- WHAT IS EXPECTED
Your job is to return every line of the listing holding the string "pixel".
--- DATASET RECORDS Enclosed Below ---
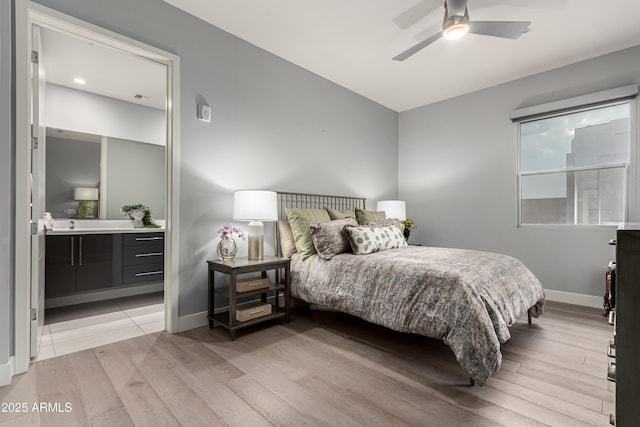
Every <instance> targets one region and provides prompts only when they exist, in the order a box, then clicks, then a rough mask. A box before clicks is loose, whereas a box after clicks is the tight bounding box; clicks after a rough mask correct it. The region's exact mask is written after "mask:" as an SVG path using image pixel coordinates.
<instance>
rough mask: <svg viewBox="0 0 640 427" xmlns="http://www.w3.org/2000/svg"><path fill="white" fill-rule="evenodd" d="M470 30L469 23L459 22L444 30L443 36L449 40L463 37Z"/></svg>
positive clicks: (461, 37) (443, 32) (444, 37)
mask: <svg viewBox="0 0 640 427" xmlns="http://www.w3.org/2000/svg"><path fill="white" fill-rule="evenodd" d="M468 32H469V23H467V22H459V23H457V24H453V25H451V26H449V27H446V28H445V29H444V30H442V36H443V37H444V38H445V39H447V40H456V39H459V38H462V37H464V36H465V34H467V33H468Z"/></svg>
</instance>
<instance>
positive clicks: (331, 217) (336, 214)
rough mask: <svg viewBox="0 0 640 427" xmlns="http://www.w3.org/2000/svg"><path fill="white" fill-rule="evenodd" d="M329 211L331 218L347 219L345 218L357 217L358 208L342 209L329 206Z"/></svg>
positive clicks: (352, 217) (332, 218)
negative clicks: (340, 210)
mask: <svg viewBox="0 0 640 427" xmlns="http://www.w3.org/2000/svg"><path fill="white" fill-rule="evenodd" d="M327 212H329V216H330V217H331V219H345V218H355V217H356V210H355V208H347V209H343V210H341V211H339V210H337V209H331V208H327Z"/></svg>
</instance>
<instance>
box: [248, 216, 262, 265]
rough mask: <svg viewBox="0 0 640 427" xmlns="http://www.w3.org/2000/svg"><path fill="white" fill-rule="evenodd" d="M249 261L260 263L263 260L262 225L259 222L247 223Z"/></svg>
mask: <svg viewBox="0 0 640 427" xmlns="http://www.w3.org/2000/svg"><path fill="white" fill-rule="evenodd" d="M248 228H249V241H248V244H249V248H248V249H249V253H248V258H249V261H261V260H263V259H264V225H263V224H262V222H260V221H251V222H250V223H249V226H248Z"/></svg>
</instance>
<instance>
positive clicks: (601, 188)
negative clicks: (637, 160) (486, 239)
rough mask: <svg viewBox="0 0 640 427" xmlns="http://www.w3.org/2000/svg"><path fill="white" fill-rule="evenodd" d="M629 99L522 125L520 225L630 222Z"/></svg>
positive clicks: (630, 142) (532, 119)
mask: <svg viewBox="0 0 640 427" xmlns="http://www.w3.org/2000/svg"><path fill="white" fill-rule="evenodd" d="M631 110H632V105H631V101H630V100H629V99H627V100H624V101H618V102H610V103H606V104H600V105H596V106H591V107H583V108H574V109H571V110H564V111H563V112H562V113H556V114H549V115H546V116H536V117H535V118H531V119H524V120H521V121H520V122H519V133H520V150H519V151H520V152H519V155H520V159H519V184H520V187H519V189H520V192H519V203H520V209H519V214H520V218H519V223H520V224H571V225H603V224H611V223H619V222H623V221H626V219H627V184H628V183H627V177H628V170H627V169H628V167H629V165H630V159H631V154H630V153H631V138H630V135H632V129H631V126H632V121H631V120H630V117H632V114H631Z"/></svg>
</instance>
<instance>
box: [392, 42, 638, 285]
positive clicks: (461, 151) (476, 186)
mask: <svg viewBox="0 0 640 427" xmlns="http://www.w3.org/2000/svg"><path fill="white" fill-rule="evenodd" d="M637 82H640V47H635V48H632V49H627V50H623V51H620V52H617V53H613V54H610V55H606V56H601V57H598V58H595V59H592V60H589V61H584V62H581V63H577V64H574V65H571V66H567V67H563V68H560V69H556V70H552V71H549V72H545V73H542V74H538V75H534V76H531V77H527V78H524V79H521V80H517V81H513V82H510V83H506V84H502V85H500V86H496V87H493V88H489V89H486V90H482V91H479V92H475V93H471V94H468V95H465V96H460V97H457V98H453V99H449V100H445V101H442V102H438V103H435V104H431V105H427V106H424V107H420V108H417V109H414V110H411V111H407V112H403V113H401V114H400V116H399V128H400V133H399V171H400V172H399V181H398V186H399V196H400V198H402V199H404V200H406V201H407V211H408V212H407V214H408V216H410V217H412V218H413V219H415V221H416V223H417V225H418V229H417V230H415V231H414V233H412V240H414V239H415V240H414V241H415V242H420V243H423V244H428V245H435V246H449V247H464V248H471V249H481V250H489V251H496V252H502V253H506V254H510V255H512V256H515V257H517V258H519V259H520V260H522V261H523V262H524V263H525V264H526V265H527V266H529V268H531V270H532V271H533V272H534V273H535V274H536V275H537V276H538V277H539V278H540V279H541V281H542V282H543V284H544V286H545V288H547V289H551V290H557V291H563V292H570V293H576V294H586V295H593V296H602V295H603V294H604V273H605V270H606V266H607V263H608V262H609V260H611V259H613V258H614V249H613V248H612V247H610V246H608V245H607V242H608V241H609V239H612V238H614V237H615V231H614V229H612V228H536V227H521V228H518V227H517V178H516V177H517V158H518V157H517V156H518V154H517V142H518V133H517V125H516V124H513V123H511V121H510V120H509V112H510V111H511V110H513V109H515V108H518V107H524V106H530V105H535V104H539V103H543V102H547V101H554V100H557V99H562V98H565V97H570V96H576V95H581V94H585V93H590V92H595V91H599V90H604V89H609V88H613V87H617V86H623V85H627V84H631V83H637ZM414 236H415V237H414Z"/></svg>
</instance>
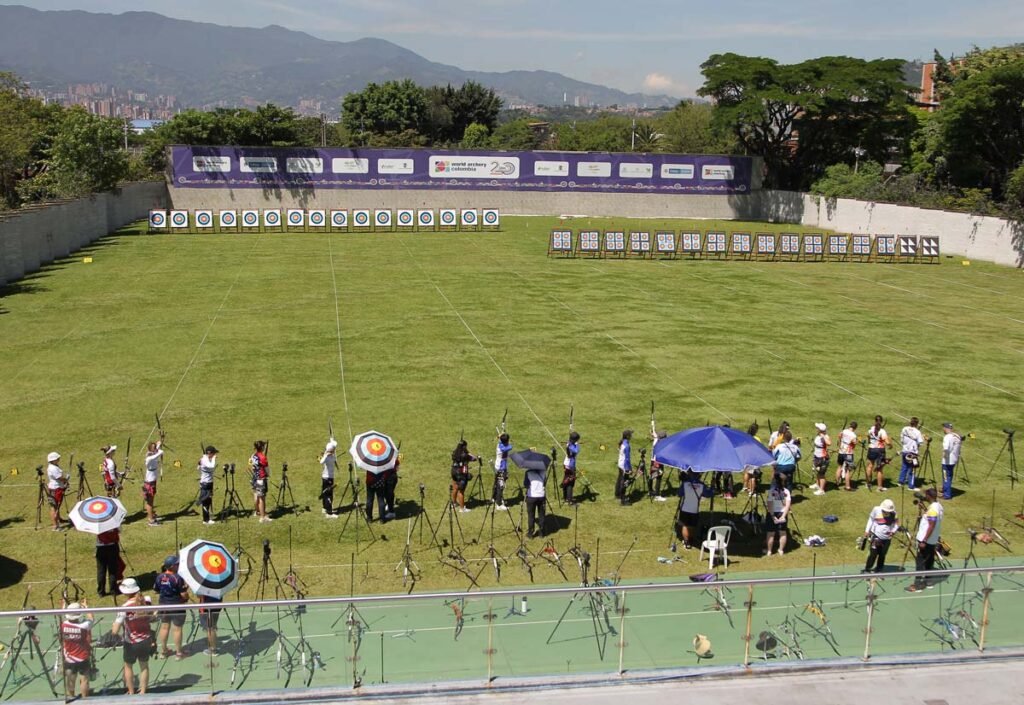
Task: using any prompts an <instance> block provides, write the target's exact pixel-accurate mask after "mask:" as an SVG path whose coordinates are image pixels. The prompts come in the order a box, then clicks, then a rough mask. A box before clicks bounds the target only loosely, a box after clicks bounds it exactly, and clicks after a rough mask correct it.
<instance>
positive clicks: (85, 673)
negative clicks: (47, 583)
mask: <svg viewBox="0 0 1024 705" xmlns="http://www.w3.org/2000/svg"><path fill="white" fill-rule="evenodd" d="M61 607H62V608H63V609H66V610H82V609H84V608H88V605H86V602H85V600H84V599H83V600H82V602H81V604H80V603H72V604H71V605H67V604H63V605H61ZM93 624H94V621H93V618H92V613H91V612H89V613H86V614H85V615H84V616H83V615H82V614H81V613H80V612H69V613H68V614H66V615H65V618H63V621H62V622H60V651H61V655H62V656H63V662H65V695H67V699H66V700H67V701H71V700H74V699H75V690H76V687H78V689H79V690H81V692H82V698H88V697H89V677H90V675H91V673H92V625H93Z"/></svg>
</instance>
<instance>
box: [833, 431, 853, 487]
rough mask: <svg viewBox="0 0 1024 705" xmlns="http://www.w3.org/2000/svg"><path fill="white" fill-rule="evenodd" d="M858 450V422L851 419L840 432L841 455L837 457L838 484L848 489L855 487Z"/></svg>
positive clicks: (836, 470) (836, 481)
mask: <svg viewBox="0 0 1024 705" xmlns="http://www.w3.org/2000/svg"><path fill="white" fill-rule="evenodd" d="M856 451H857V422H856V421H850V423H849V425H848V426H847V427H846V428H844V429H843V431H842V432H841V433H840V434H839V455H838V456H837V458H836V463H837V465H836V485H837V486H840V487H842V488H843V489H844V490H846V491H848V492H849V491H850V490H852V489H853V487H852V485H851V483H852V482H853V468H854V467H855V466H856V462H855V461H854V459H853V456H854V453H856Z"/></svg>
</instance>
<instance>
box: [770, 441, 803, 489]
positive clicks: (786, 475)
mask: <svg viewBox="0 0 1024 705" xmlns="http://www.w3.org/2000/svg"><path fill="white" fill-rule="evenodd" d="M772 455H773V456H774V457H775V474H774V476H773V478H772V482H774V480H775V478H777V476H779V475H782V484H783V485H784V486H785V488H786V489H787V490H788V489H790V488H792V487H793V478H794V475H795V474H796V473H797V462H798V461H799V460H800V446H799V445H798V444H797V443H796V442H794V440H793V431H791V430H790V429H788V428H786V429H785V430H784V431H782V439H781V441H779V442H778V443H777V444H776V445H775V448H774V450H772Z"/></svg>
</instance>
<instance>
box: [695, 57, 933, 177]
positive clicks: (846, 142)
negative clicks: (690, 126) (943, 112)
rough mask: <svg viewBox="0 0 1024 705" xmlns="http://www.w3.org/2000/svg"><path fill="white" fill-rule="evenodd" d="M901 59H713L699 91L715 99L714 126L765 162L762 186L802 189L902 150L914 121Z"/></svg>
mask: <svg viewBox="0 0 1024 705" xmlns="http://www.w3.org/2000/svg"><path fill="white" fill-rule="evenodd" d="M901 69H902V61H900V60H898V59H876V60H872V61H865V60H862V59H858V58H850V57H848V56H824V57H821V58H814V59H810V60H807V61H802V63H800V64H795V65H780V64H778V63H777V61H774V60H773V59H770V58H763V57H758V56H741V55H739V54H734V53H727V54H715V55H713V56H711V57H710V58H709V59H708V60H707V61H705V63H703V64H702V65H701V72H702V73H703V76H705V84H703V85H702V86H701V87H700V89H699V90H698V91H697V92H698V93H699V94H700V95H706V96H709V97H712V98H714V99H715V101H716V108H715V113H714V119H715V124H716V125H717V126H718V127H720V128H723V129H729V130H730V131H731V132H732V133H733V134H734V135H735V136H736V139H737V140H738V141H739V144H740V146H741V147H742V149H743V150H745V151H746V152H748V153H749V154H753V155H758V156H760V157H762V158H764V160H765V165H766V167H767V169H768V178H767V181H768V184H769V185H772V186H777V188H790V189H800V188H806V186H807V185H808V184H809V183H810V182H811V181H812V180H813V179H814V178H815V177H816V176H817V175H818V174H820V173H822V172H823V170H824V168H825V167H827V166H828V165H830V164H834V163H837V162H847V163H850V162H853V161H854V160H855V159H856V158H857V157H855V150H856V151H857V153H858V154H859V158H867V159H871V160H876V161H880V162H884V161H887V160H888V159H889V157H890V155H891V153H893V152H894V151H895V152H902V151H903V150H904V149H905V147H904V144H905V139H906V138H907V137H908V135H909V132H910V130H911V128H912V125H913V122H912V120H911V118H910V115H909V112H908V108H909V86H907V85H906V84H904V83H903V80H902V73H901Z"/></svg>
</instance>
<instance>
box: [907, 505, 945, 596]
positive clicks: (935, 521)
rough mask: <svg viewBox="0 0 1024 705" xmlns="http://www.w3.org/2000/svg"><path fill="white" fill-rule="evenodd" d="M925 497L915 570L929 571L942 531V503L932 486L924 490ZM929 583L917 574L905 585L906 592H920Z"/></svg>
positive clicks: (919, 529)
mask: <svg viewBox="0 0 1024 705" xmlns="http://www.w3.org/2000/svg"><path fill="white" fill-rule="evenodd" d="M925 498H926V499H927V500H928V502H929V505H928V507H927V508H925V509H924V513H923V514H922V515H921V523H920V524H919V525H918V536H916V539H918V555H916V561H915V566H914V568H915V570H918V571H919V572H921V571H931V570H934V569H935V550H936V546H938V544H939V537H940V536H941V533H942V515H943V509H942V505H941V504H939V501H938V492H936V491H935V488H934V487H930V488H928V489H927V490H925ZM931 586H932V585H931V583H929V582H928V579H927V578H926V577H925V576H918V577H916V578H914V579H913V584H912V585H907V587H906V591H907V592H921V591H922V590H924V589H926V588H929V587H931Z"/></svg>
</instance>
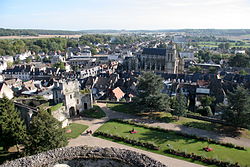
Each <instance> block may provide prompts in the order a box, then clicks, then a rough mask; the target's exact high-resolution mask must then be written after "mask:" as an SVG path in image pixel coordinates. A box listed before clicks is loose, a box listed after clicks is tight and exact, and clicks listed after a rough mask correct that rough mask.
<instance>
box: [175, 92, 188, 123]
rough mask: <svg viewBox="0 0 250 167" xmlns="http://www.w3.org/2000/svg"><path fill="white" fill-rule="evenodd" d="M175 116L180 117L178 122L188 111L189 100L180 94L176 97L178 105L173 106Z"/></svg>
mask: <svg viewBox="0 0 250 167" xmlns="http://www.w3.org/2000/svg"><path fill="white" fill-rule="evenodd" d="M173 109H174V111H173V115H175V116H177V117H178V120H179V119H180V116H184V115H185V114H186V111H187V100H186V97H185V95H184V94H183V93H182V92H180V93H178V94H177V96H176V103H175V104H174V105H173Z"/></svg>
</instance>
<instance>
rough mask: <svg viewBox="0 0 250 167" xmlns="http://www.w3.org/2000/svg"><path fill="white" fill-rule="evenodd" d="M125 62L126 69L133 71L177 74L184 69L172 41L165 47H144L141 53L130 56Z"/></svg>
mask: <svg viewBox="0 0 250 167" xmlns="http://www.w3.org/2000/svg"><path fill="white" fill-rule="evenodd" d="M125 64H126V65H125V66H126V67H125V68H126V69H128V70H135V71H154V72H165V73H172V74H177V73H182V72H183V70H184V62H183V60H182V59H181V58H180V56H179V53H178V52H177V49H176V45H175V44H174V43H172V42H169V44H168V45H167V47H166V48H144V49H143V52H142V54H141V55H138V56H137V57H133V58H130V59H129V60H128V61H125Z"/></svg>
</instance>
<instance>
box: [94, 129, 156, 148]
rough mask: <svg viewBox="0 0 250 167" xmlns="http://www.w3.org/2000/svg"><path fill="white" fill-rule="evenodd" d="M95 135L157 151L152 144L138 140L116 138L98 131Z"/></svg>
mask: <svg viewBox="0 0 250 167" xmlns="http://www.w3.org/2000/svg"><path fill="white" fill-rule="evenodd" d="M95 135H100V136H104V137H108V138H111V139H115V140H119V141H123V142H125V143H128V144H132V145H136V146H142V147H145V148H148V149H151V150H159V147H158V146H156V145H155V144H153V143H149V142H141V141H138V140H133V139H129V138H125V137H121V136H117V135H113V134H109V133H104V132H100V131H99V132H95Z"/></svg>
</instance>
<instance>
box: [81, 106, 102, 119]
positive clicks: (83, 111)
mask: <svg viewBox="0 0 250 167" xmlns="http://www.w3.org/2000/svg"><path fill="white" fill-rule="evenodd" d="M81 116H83V117H88V118H102V117H105V116H106V113H105V112H104V111H103V110H102V109H101V108H100V107H99V106H97V105H94V106H93V108H91V109H89V110H85V111H82V112H81Z"/></svg>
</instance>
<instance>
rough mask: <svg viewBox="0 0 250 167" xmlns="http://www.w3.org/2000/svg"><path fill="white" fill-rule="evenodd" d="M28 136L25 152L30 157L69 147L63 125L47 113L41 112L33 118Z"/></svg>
mask: <svg viewBox="0 0 250 167" xmlns="http://www.w3.org/2000/svg"><path fill="white" fill-rule="evenodd" d="M28 134H29V137H28V140H27V142H26V144H25V152H26V153H27V154H28V155H32V154H36V153H39V152H43V151H47V150H51V149H55V148H59V147H64V146H66V145H67V138H66V136H65V131H64V129H63V128H62V127H61V123H60V122H59V121H58V120H57V119H55V118H54V117H53V116H51V115H50V114H49V113H48V112H46V111H40V112H38V114H37V115H36V116H34V117H33V118H32V122H31V124H30V128H29V130H28Z"/></svg>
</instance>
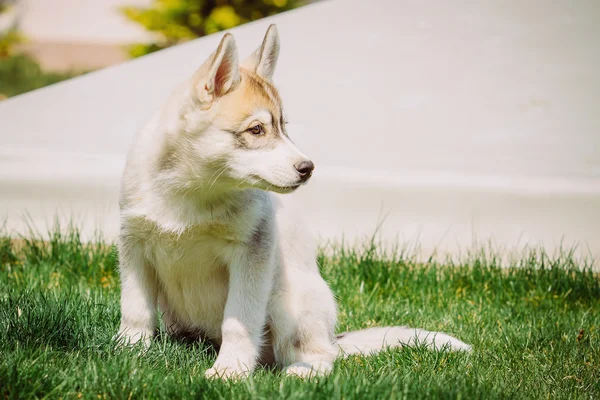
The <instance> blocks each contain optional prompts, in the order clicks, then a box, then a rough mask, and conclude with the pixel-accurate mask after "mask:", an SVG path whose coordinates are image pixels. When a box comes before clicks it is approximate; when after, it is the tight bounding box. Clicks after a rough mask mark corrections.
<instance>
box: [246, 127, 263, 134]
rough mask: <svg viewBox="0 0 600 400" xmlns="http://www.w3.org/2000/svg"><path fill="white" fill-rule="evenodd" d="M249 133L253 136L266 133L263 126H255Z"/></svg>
mask: <svg viewBox="0 0 600 400" xmlns="http://www.w3.org/2000/svg"><path fill="white" fill-rule="evenodd" d="M248 132H250V133H251V134H253V135H261V134H263V133H265V130H264V129H263V127H262V125H254V126H253V127H252V128H250V129H248Z"/></svg>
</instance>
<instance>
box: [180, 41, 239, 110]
mask: <svg viewBox="0 0 600 400" xmlns="http://www.w3.org/2000/svg"><path fill="white" fill-rule="evenodd" d="M192 79H193V82H194V85H195V87H196V91H197V96H198V99H199V100H200V102H202V103H205V104H207V103H211V102H212V101H213V100H214V99H215V98H218V97H221V96H223V95H225V94H227V93H229V92H230V91H231V90H233V89H234V88H235V87H236V86H237V84H238V83H239V82H240V71H239V65H238V55H237V48H236V45H235V40H234V39H233V36H232V35H231V34H230V33H227V34H225V36H223V39H221V43H220V44H219V47H218V48H217V51H215V52H214V53H213V54H212V55H211V56H210V57H208V59H207V60H206V61H205V62H204V64H202V66H201V67H200V68H199V69H198V71H196V73H195V74H194V77H193V78H192Z"/></svg>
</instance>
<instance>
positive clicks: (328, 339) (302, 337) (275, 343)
mask: <svg viewBox="0 0 600 400" xmlns="http://www.w3.org/2000/svg"><path fill="white" fill-rule="evenodd" d="M288 272H293V273H291V274H288V278H291V280H293V284H292V282H289V283H290V284H286V282H282V281H280V282H278V283H279V287H278V290H275V291H274V293H273V295H272V297H271V300H270V304H269V308H270V310H269V311H270V312H269V316H270V319H271V321H270V325H271V332H272V341H273V350H274V356H275V360H276V362H277V364H278V365H280V366H282V367H283V368H284V370H285V372H286V374H288V375H292V376H300V377H310V376H315V375H325V374H327V373H329V372H330V371H331V370H332V369H333V361H334V360H335V358H336V356H337V354H338V351H337V349H336V348H335V347H334V329H335V323H336V308H335V301H334V299H333V294H332V293H331V290H330V289H329V287H328V286H327V284H326V283H325V281H323V279H322V278H321V276H320V275H319V273H318V271H317V270H316V266H315V270H314V271H305V270H295V271H288Z"/></svg>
--- End of Enclosed DATASET RECORDS ---
- SOLUTION TO THE PROBLEM
Every <instance> targets one region and provides prompts only when they exist, in the order a box, then clicks, then a rough mask. A box before clicks is loose, whereas a box after clicks is the tight bounding box; clicks after a rough mask correct it. The region's exact mask is written after "mask:" as an SVG path using image pixel coordinates.
Task: using any prompts an <instance> block provides, write the target's exact pixel-accurate mask after "mask:" as an SVG path whose coordinates are image pixels. The prompts come in the order a box, then clicks, then a rough mask. A box before clicks bounds the target only loosely, a box after clicks bounds it exactly, and clicks after a rough mask correct it.
Each <instance> block may provide prompts in the order a box, then clicks, then a rough mask; the target's exact high-resolution mask must then be written after "mask:" as an SVG path in image pixel coordinates. A box listed before clicks is loose, a box listed after clicks is tight and exact, and clicks listed after a rough mask correct that rough mask.
The <instance> blocks each contain optional prompts, in the order clicks, then a box, then a rough mask, and conclude with the pixel-accurate mask after "mask:", an SVG path whose coordinates are image pixels. When a box comes before clicks it is approximate; when after, it is the tight bounding box. Clicks after a rough mask mark corrections.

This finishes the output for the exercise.